Toutefois, dans sa préoccupation des causes finales, M. Hering reconnaît à la loi logarithmique cet avantage que la couleur réelle des objets, qui est un de leurs attributs essentiels, subit par là dans la sensation moins de changement quand la clarté change, que si l’éclat réel et l’éclat apparent demeuraient proportionnels. Reste l’explication du fait. Il est certain que la sensation de lumière croit plus lentement que sa cause. Ainsi, quand au moyen d’un appareil tournant, sur un disque dont le centre est blanc et le bord noir, on forme un anneau gris intermédiaire dont l’éclat réel soit exactement moyen entre ce noir et ce blanc, il se rapprochera plus pour l’éclat apparent du blanc que du noir. La différence entre le centre et l’anneau, quoique égale en réalité à celle qui existe entre cet anneau et le bord, est donc sentie comme plus petite que celle-ci.

§ **Lignes fournies**:
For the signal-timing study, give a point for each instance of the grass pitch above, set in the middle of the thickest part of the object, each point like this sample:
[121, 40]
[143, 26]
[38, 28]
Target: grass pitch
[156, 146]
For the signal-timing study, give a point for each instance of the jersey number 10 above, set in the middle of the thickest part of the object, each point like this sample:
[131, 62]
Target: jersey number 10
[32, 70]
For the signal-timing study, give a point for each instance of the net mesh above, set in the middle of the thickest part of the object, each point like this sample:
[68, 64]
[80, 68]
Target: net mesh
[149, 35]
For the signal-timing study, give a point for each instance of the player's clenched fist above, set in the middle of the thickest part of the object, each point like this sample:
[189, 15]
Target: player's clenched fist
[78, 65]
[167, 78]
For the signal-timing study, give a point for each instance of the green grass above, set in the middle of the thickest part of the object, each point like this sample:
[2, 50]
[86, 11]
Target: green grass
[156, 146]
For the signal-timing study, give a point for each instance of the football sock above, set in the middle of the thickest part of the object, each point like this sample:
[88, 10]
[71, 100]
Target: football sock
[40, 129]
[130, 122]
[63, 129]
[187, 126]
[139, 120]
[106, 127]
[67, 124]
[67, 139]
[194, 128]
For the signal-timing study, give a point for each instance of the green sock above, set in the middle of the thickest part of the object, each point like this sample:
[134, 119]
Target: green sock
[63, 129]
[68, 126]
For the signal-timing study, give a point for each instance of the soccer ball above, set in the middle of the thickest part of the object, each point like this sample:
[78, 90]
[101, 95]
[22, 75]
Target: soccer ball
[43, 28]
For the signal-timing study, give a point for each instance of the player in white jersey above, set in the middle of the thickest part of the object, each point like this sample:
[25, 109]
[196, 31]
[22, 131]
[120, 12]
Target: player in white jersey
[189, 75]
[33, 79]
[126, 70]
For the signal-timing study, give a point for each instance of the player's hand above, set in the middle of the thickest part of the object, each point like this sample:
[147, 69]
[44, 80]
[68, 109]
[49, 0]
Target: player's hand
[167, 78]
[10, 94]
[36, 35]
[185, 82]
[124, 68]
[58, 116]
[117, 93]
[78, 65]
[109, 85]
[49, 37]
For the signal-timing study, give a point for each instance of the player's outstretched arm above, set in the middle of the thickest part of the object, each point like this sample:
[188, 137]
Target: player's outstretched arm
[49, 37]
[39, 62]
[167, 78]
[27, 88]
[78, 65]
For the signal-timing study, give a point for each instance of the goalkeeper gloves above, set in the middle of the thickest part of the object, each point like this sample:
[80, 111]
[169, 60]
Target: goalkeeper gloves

§ **Consignes de l'exercice**:
a) Relevez toutes les couleurs nommées dans l'extrait sur la sensation de lumière.
b) D'après l'extrait sur la sensation de lumière, de quelle couleur l'anneau gris se rapproche-t-il le plus pour l'éclat apparent ?

§ **Réponses dans l'ordre**:
a) blanc, noir, gris

b) Du blanc.